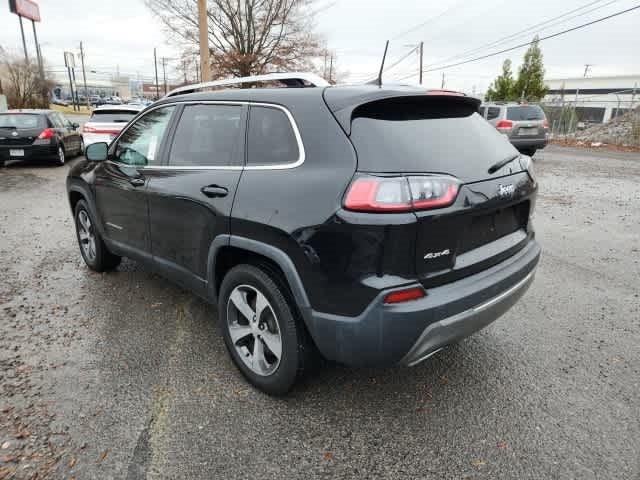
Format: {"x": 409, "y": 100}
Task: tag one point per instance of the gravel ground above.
{"x": 123, "y": 375}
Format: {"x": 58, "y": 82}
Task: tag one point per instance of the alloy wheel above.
{"x": 86, "y": 235}
{"x": 254, "y": 330}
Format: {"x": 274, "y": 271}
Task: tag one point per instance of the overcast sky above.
{"x": 121, "y": 34}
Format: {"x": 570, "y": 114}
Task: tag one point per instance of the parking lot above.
{"x": 124, "y": 376}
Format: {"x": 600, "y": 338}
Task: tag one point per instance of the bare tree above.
{"x": 22, "y": 82}
{"x": 246, "y": 37}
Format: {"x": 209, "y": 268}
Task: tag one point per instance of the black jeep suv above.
{"x": 356, "y": 222}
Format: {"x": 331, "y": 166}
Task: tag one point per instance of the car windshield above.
{"x": 113, "y": 116}
{"x": 20, "y": 120}
{"x": 525, "y": 112}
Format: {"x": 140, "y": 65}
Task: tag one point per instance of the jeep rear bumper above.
{"x": 407, "y": 333}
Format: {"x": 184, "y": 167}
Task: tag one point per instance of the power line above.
{"x": 426, "y": 22}
{"x": 547, "y": 37}
{"x": 521, "y": 33}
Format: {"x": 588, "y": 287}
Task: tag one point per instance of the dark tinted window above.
{"x": 271, "y": 138}
{"x": 428, "y": 137}
{"x": 208, "y": 135}
{"x": 493, "y": 112}
{"x": 21, "y": 120}
{"x": 140, "y": 144}
{"x": 112, "y": 116}
{"x": 525, "y": 112}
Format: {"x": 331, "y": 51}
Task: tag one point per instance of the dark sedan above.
{"x": 38, "y": 134}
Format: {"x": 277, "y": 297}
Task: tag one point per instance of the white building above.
{"x": 596, "y": 99}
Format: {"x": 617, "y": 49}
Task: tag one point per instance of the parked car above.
{"x": 354, "y": 222}
{"x": 96, "y": 100}
{"x": 525, "y": 126}
{"x": 107, "y": 121}
{"x": 59, "y": 101}
{"x": 38, "y": 134}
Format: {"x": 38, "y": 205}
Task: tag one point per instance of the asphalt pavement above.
{"x": 124, "y": 375}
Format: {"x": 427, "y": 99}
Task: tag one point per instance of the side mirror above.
{"x": 97, "y": 152}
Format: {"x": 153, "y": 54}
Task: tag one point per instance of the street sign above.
{"x": 69, "y": 60}
{"x": 25, "y": 8}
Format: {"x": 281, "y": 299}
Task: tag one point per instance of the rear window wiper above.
{"x": 498, "y": 165}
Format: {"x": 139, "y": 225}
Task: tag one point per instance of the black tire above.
{"x": 102, "y": 259}
{"x": 298, "y": 351}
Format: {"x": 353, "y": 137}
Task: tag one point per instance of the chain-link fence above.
{"x": 608, "y": 118}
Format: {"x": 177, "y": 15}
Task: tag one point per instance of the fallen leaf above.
{"x": 103, "y": 455}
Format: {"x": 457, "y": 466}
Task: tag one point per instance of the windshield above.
{"x": 525, "y": 112}
{"x": 20, "y": 120}
{"x": 112, "y": 116}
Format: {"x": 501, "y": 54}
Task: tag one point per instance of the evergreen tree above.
{"x": 502, "y": 88}
{"x": 530, "y": 83}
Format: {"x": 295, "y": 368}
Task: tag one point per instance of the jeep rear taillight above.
{"x": 370, "y": 193}
{"x": 504, "y": 126}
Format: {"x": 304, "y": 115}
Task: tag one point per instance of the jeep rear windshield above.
{"x": 112, "y": 116}
{"x": 426, "y": 135}
{"x": 21, "y": 120}
{"x": 525, "y": 112}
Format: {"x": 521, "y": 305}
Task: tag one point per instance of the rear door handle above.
{"x": 213, "y": 191}
{"x": 136, "y": 182}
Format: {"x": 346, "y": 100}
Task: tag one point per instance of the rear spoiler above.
{"x": 343, "y": 109}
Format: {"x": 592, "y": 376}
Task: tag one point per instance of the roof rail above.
{"x": 294, "y": 79}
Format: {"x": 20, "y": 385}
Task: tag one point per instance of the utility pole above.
{"x": 155, "y": 63}
{"x": 164, "y": 73}
{"x": 84, "y": 75}
{"x": 24, "y": 43}
{"x": 38, "y": 56}
{"x": 203, "y": 24}
{"x": 330, "y": 67}
{"x": 421, "y": 58}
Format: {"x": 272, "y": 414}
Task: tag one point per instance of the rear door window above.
{"x": 271, "y": 139}
{"x": 208, "y": 135}
{"x": 21, "y": 120}
{"x": 493, "y": 112}
{"x": 140, "y": 144}
{"x": 524, "y": 113}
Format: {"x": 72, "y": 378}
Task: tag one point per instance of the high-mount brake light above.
{"x": 47, "y": 134}
{"x": 370, "y": 193}
{"x": 504, "y": 126}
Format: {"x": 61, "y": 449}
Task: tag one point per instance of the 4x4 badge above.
{"x": 432, "y": 255}
{"x": 505, "y": 191}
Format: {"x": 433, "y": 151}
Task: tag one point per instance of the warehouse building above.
{"x": 595, "y": 99}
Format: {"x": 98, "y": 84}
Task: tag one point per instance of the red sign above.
{"x": 25, "y": 8}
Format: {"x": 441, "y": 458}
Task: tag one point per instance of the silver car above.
{"x": 525, "y": 126}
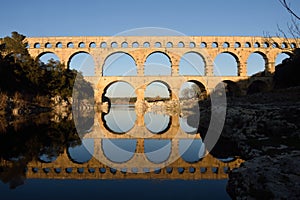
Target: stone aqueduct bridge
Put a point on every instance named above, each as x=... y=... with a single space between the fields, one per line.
x=174 y=47
x=139 y=166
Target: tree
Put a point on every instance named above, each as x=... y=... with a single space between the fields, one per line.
x=16 y=46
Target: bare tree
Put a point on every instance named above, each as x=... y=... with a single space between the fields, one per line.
x=292 y=36
x=287 y=6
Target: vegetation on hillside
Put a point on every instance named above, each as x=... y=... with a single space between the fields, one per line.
x=33 y=80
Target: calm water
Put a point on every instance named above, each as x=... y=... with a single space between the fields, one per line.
x=103 y=156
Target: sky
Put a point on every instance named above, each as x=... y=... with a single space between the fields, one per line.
x=109 y=17
x=34 y=18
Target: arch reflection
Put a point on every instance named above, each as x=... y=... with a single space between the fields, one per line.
x=82 y=153
x=119 y=150
x=157 y=151
x=157 y=123
x=191 y=151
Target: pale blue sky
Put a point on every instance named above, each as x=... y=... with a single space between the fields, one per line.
x=109 y=17
x=35 y=18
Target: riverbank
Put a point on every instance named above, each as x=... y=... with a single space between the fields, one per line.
x=266 y=130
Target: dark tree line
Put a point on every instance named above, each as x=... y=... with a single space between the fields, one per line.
x=22 y=73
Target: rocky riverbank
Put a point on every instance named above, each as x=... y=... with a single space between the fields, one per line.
x=266 y=129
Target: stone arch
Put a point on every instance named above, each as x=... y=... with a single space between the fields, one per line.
x=165 y=84
x=282 y=56
x=87 y=60
x=82 y=153
x=105 y=89
x=45 y=57
x=157 y=63
x=191 y=150
x=117 y=152
x=257 y=62
x=112 y=62
x=158 y=153
x=157 y=123
x=232 y=89
x=192 y=64
x=257 y=86
x=203 y=91
x=232 y=70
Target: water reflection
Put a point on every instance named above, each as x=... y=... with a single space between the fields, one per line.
x=191 y=151
x=43 y=148
x=120 y=119
x=82 y=153
x=118 y=150
x=156 y=123
x=157 y=151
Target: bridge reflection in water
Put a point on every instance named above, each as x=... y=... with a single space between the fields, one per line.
x=169 y=154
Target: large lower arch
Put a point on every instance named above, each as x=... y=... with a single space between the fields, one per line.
x=257 y=63
x=119 y=93
x=157 y=63
x=282 y=57
x=119 y=64
x=192 y=63
x=83 y=62
x=47 y=57
x=226 y=64
x=119 y=89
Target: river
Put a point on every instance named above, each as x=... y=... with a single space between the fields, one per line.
x=111 y=155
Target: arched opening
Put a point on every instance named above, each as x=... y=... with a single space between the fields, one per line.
x=282 y=57
x=203 y=45
x=256 y=64
x=124 y=45
x=48 y=60
x=92 y=45
x=37 y=45
x=157 y=91
x=256 y=45
x=83 y=62
x=119 y=64
x=226 y=45
x=226 y=64
x=70 y=45
x=192 y=63
x=119 y=150
x=180 y=44
x=157 y=151
x=257 y=86
x=237 y=45
x=48 y=158
x=81 y=45
x=121 y=117
x=135 y=44
x=169 y=45
x=58 y=45
x=231 y=88
x=83 y=152
x=192 y=90
x=214 y=45
x=191 y=150
x=146 y=45
x=157 y=44
x=157 y=64
x=48 y=45
x=155 y=122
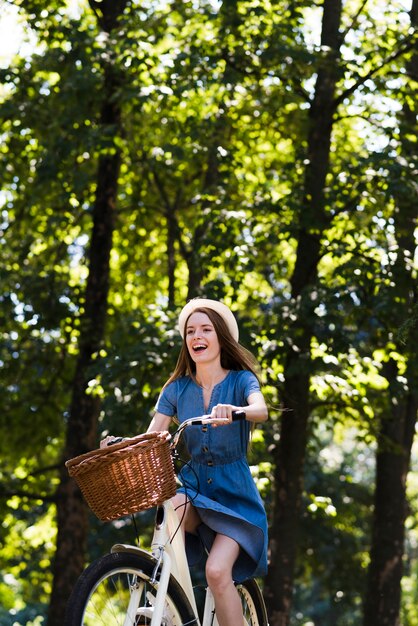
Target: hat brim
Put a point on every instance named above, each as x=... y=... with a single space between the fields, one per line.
x=214 y=305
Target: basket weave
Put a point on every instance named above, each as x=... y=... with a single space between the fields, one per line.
x=126 y=477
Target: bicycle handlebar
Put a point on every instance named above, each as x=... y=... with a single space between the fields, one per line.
x=205 y=419
x=194 y=421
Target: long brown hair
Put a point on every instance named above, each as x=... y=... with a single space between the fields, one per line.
x=233 y=355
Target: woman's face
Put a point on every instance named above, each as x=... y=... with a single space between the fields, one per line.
x=201 y=339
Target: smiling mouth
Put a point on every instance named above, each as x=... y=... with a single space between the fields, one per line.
x=199 y=348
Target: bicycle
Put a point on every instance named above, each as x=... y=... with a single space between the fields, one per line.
x=134 y=587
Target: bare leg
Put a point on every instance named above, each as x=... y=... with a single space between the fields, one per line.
x=219 y=565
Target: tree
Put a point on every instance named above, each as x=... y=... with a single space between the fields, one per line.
x=84 y=410
x=397 y=423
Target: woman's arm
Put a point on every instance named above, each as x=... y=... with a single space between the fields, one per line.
x=159 y=422
x=255 y=411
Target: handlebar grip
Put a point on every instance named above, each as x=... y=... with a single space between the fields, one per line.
x=236 y=416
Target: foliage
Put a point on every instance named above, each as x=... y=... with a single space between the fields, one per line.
x=215 y=100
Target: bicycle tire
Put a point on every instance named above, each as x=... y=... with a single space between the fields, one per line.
x=252 y=601
x=102 y=594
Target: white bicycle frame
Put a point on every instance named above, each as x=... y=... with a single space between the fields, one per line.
x=168 y=550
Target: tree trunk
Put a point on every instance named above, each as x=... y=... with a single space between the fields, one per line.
x=84 y=410
x=290 y=453
x=397 y=427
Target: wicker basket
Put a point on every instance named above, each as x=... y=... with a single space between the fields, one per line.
x=126 y=477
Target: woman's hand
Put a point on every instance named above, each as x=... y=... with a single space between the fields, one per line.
x=223 y=412
x=107 y=441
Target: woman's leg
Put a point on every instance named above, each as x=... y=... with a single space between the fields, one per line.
x=223 y=554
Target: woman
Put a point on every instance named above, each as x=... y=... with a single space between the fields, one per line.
x=216 y=375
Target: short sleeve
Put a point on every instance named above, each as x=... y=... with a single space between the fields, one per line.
x=167 y=401
x=249 y=384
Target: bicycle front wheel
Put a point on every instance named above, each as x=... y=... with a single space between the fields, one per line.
x=116 y=590
x=253 y=607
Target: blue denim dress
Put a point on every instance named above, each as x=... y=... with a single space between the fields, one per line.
x=217 y=479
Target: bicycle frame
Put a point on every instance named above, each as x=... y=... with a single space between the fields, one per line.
x=168 y=551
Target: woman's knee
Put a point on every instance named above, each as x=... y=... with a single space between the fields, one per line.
x=217 y=575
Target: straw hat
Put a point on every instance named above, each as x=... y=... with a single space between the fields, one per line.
x=214 y=305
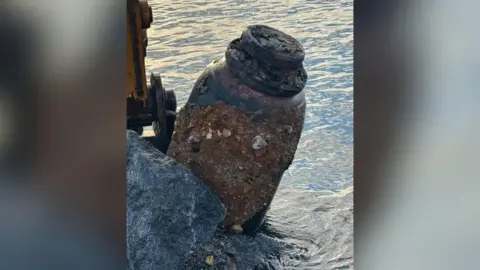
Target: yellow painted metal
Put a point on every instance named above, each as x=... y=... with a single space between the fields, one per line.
x=132 y=39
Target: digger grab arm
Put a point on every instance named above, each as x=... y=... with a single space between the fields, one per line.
x=146 y=104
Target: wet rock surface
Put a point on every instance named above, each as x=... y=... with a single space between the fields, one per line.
x=244 y=167
x=323 y=241
x=169 y=210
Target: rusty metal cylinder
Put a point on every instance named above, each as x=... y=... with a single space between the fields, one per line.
x=242 y=123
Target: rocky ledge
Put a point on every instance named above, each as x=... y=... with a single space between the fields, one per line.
x=172 y=221
x=169 y=210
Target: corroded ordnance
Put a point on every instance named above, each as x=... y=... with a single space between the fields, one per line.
x=241 y=125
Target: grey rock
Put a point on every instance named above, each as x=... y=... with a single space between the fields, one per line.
x=169 y=210
x=303 y=230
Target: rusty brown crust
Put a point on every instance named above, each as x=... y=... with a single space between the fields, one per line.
x=240 y=159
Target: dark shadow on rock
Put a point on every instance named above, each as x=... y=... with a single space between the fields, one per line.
x=303 y=230
x=169 y=210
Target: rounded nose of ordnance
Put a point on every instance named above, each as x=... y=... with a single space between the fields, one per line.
x=241 y=125
x=272 y=46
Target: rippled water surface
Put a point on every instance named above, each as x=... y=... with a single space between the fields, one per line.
x=188 y=34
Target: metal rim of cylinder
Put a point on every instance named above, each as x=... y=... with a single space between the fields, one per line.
x=269 y=87
x=163 y=107
x=251 y=44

[Requirements] Drop the pictures, then reproduce exactly the lines from the one with "Target: woman's knee" through the final line of the listing.

[Reply]
Target: woman's knee
Put a point on every instance named above, each as x=... y=... with a single space between the fields, one per line.
x=217 y=575
Target: straw hat
Put a point on every instance named above, each as x=... y=... with a single space between the fields, one per line.
x=214 y=305
Target: yellow painted metal
Put a point on every instance named above, each as x=... y=... with a single space between the fields, one per line.
x=132 y=39
Target: digger grab arm
Put a point on every instance named above, each as x=... y=... with a single space between the fields, one per line.
x=146 y=104
Target: wet rock surface
Put a point on every instance named above, each as x=... y=... with a single space between the fields, one per line.
x=244 y=167
x=323 y=241
x=169 y=210
Target: rusty metal cylinder
Put a point on every instance named above, each as x=... y=... with a single space between the fields, one per line.
x=242 y=123
Target: rocky ledge
Put a point on every instance named above, each as x=... y=... with a single space between the fields, one per line.
x=172 y=221
x=169 y=210
Target: corroded ordnance
Put a point on every instance named above, each as x=... y=... with a single space between the fields, one per line.
x=241 y=125
Target: grey rock
Put a point on every instance named above, each as x=... y=... with a single space between the fields, one per line.
x=169 y=210
x=303 y=230
Target: rusty brown crust
Put a point on every instance named above, each as x=... y=... with a single space between the fields, one per line.
x=240 y=159
Target: dark shadow on rock
Put a point on every instance named above, each as x=... y=... with a single space between the fields, one per line.
x=303 y=230
x=169 y=210
Target: rounded nose of ordnance
Put a point on every instance named above, each as x=... y=... with a single space between the fields, one per line.
x=241 y=125
x=272 y=46
Target: rippled water surface
Put a point on every instance named above, each as x=... y=... with a single space between the fields, one per line.
x=188 y=34
Target: metal rim of cylinder
Put a point on every instance named above, each as x=... y=... with a single space between the fields, one per line.
x=269 y=87
x=163 y=107
x=251 y=44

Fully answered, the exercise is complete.